• [正文]:

-*-

MinerU 输出文件说明

概览

mineru 命令执行后，除了输出主要的 markdown 文件外，还会生成多个辅助文件用于调试、质检和进一步处理。这些文件包括：

具体会生成哪些文件，取决于后端类型和输入文档类型。

可视化调试文件：帮助用户直观了解文档解析过程和结果
结构化数据文件：包含详细的解析数据，可用于二次开发

下面将详细介绍每个文件的作用和格式。

可视化调试文件

布局分析文件 (layout.pdf)

文件命名格式：{原文件名}_layout.pdf

功能说明：

可视化展示每一页的布局分析结果
每个检测框右上角的数字表示阅读顺序
使用不同背景色块区分不同类型的内容块

使用场景：

检查布局分析是否正确
确认阅读顺序是否合理
调试布局相关问题

layout 页面示例

文本片段文件 (span.pdf)

Note

仅适用于 pipeline 后端

文件命名格式：{原文件名}_span.pdf

功能说明：

根据 span 类型使用不同颜色线框标注页面内容
用于质量检查和问题排查

使用场景：

快速排查文本丢失问题
检查行内公式识别情况
验证文本分割准确性

span 页面示例

结构化数据文件

Important

2.5版本vlm后端的输出存在较大变化，与pipeline版本存在不兼容情况，如需基于结构化输出进行二次开发，请仔细阅读本文档内容。

pipeline 后端输出结果

模型推理结果 (model.json)

文件命名格式：{原文件名}_model.json

示例数据

[
    {
        "cls_id": 12,
        "label": "header",
        "score": 0.93,
        "bbox": [
            1217,
            104,
            1516,
            134
        ],
        "index": 2
    },
    {
        "cls_id": 6,
        "label": "doc_title",
        "score": 0.9751,
        "bbox": [
            275,
            181,
            1512,
            292
        ],
        "index": 3
    },
    {
        "cls_id": 22,
        "label": "text",
        "score": 0.9217,
        "bbox": [
            275,
            330,
            524,
            370
        ],
        "index": 4
    }
]

中间处理结果 (middle.json)

-*-

• [任务说明]:
[A] 改写 MinerU 输出文件说明一文中从“MinerU 输出文件说明”到“下面将详细介绍每个文件的作用和格式。”的部分，将其中的“辅助文件”改为“附加文件”。
[B] MinerU 输出文件说明一文在小节标题的括号中给出了哪些文件名？请全部列出。
[C] 根据 MinerU 输出文件说明一文，文本片段文件 span.pdf 仅适用于哪种后端？

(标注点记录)
-*-

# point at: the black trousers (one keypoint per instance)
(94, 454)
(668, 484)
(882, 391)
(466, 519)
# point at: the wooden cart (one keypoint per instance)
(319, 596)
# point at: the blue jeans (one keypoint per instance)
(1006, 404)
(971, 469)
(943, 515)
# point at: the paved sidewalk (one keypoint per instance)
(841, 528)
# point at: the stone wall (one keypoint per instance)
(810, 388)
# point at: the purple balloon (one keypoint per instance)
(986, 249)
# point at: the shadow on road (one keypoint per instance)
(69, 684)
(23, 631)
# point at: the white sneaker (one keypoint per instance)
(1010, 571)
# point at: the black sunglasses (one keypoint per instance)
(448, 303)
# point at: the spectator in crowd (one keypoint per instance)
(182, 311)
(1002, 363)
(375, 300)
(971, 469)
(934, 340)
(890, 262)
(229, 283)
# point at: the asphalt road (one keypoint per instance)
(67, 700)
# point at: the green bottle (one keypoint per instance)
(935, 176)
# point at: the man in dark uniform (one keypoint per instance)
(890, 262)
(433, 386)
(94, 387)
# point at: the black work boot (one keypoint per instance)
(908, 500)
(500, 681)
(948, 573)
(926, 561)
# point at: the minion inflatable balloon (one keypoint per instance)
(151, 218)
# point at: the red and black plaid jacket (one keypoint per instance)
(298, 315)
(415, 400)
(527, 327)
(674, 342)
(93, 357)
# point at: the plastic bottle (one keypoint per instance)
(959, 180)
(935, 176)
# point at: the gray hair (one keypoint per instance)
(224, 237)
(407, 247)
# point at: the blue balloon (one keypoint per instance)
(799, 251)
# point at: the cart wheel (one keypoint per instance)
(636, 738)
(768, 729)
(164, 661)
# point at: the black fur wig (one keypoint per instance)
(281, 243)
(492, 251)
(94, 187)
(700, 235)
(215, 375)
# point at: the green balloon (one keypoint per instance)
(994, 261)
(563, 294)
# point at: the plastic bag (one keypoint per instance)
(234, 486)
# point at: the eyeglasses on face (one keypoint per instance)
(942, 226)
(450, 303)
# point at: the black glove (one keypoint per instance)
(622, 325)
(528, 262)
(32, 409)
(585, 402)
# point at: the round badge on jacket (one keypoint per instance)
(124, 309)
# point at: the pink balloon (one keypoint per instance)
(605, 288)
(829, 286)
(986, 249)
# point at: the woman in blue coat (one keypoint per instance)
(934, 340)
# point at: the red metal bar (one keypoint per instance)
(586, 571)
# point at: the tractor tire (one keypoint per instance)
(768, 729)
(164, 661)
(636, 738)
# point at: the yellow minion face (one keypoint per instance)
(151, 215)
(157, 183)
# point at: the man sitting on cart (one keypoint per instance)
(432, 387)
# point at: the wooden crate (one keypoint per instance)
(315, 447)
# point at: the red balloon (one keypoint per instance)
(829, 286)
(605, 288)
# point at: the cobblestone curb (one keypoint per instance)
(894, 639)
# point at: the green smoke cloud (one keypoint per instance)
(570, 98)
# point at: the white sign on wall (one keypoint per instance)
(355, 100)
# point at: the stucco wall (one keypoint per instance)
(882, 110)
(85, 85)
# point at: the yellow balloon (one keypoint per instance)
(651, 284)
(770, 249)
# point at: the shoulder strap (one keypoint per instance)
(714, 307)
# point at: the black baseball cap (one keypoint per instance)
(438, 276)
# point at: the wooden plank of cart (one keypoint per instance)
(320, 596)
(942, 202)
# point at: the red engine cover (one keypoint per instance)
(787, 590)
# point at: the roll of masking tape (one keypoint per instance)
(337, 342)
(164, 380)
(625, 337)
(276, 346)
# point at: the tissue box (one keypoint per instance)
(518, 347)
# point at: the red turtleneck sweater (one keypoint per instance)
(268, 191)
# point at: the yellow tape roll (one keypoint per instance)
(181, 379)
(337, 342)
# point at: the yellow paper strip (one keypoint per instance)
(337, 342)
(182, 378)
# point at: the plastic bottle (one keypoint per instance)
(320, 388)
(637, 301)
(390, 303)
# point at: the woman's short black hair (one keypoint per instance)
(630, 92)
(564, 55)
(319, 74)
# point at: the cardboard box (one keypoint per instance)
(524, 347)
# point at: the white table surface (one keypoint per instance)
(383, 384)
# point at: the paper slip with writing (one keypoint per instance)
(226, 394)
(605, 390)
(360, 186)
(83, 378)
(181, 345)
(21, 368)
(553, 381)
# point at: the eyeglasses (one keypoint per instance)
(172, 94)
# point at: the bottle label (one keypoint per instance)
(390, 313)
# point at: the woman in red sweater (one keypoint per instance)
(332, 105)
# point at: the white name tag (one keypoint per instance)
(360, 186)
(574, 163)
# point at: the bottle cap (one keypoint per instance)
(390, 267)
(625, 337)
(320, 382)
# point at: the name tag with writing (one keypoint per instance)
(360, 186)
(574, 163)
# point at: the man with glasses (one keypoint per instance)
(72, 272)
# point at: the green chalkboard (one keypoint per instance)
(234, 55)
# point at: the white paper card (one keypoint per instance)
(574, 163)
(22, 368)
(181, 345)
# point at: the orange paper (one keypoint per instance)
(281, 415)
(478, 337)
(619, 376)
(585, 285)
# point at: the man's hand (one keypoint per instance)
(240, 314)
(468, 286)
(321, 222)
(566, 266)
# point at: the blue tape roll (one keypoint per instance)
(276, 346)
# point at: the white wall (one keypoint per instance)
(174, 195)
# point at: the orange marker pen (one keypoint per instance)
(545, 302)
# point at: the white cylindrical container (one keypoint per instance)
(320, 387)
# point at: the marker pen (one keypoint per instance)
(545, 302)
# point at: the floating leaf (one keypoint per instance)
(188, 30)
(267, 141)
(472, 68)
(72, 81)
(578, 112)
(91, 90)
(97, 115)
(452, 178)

-*-

• [参考答案]:
[A]
MinerU 输出文件说明

概览

mineru 命令执行后，除了输出主要的 markdown 文件外，还会生成多个附加文件用于调试、质检和进一步处理。这些文件包括：

具体会生成哪些文件，取决于后端类型和输入文档类型。

可视化调试文件：帮助用户直观了解文档解析过程和结果
结构化数据文件：包含详细的解析数据，可用于二次开发

下面将详细介绍每个文件的作用和格式。

[B]
- layout.pdf
- span.pdf
- model.json
- middle.json

[C] 仅适用于 pipeline 后端。